Material for the task

______________________________

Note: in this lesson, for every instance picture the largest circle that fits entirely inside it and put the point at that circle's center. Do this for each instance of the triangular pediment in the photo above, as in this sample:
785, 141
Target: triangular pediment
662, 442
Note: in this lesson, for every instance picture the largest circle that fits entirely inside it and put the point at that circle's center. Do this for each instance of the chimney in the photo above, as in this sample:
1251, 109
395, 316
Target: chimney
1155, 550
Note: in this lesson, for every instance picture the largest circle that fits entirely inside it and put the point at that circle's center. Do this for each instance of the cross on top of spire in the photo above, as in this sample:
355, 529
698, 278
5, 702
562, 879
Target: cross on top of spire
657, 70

______________________________

Directions
Once the listing above has been read, restate it exactly.

Answer to the problem
Note: in this lesson, for every instance picture the largest circle that fits entirely inside it and put the point at that circle's center. Do this for each instance of the triangular pediment in the photo above, as in this sample:
785, 141
Target: triangular pediment
662, 442
Note: in this lesson, for every instance picture the largest circle that fits entirely inside it and put the point at that circle's center. Do this for each instance of the chimney in the photo above, as in this sample:
1251, 109
395, 316
Target: chimney
1155, 550
Note: in this lesson, for every instance picture the largest circle that fits entirely inside it and put the point at that circle's center. Do this for each instance of the cross on top of spire in the photo above, as in this sample:
355, 529
698, 278
5, 702
562, 879
Target: cross on top of spire
657, 70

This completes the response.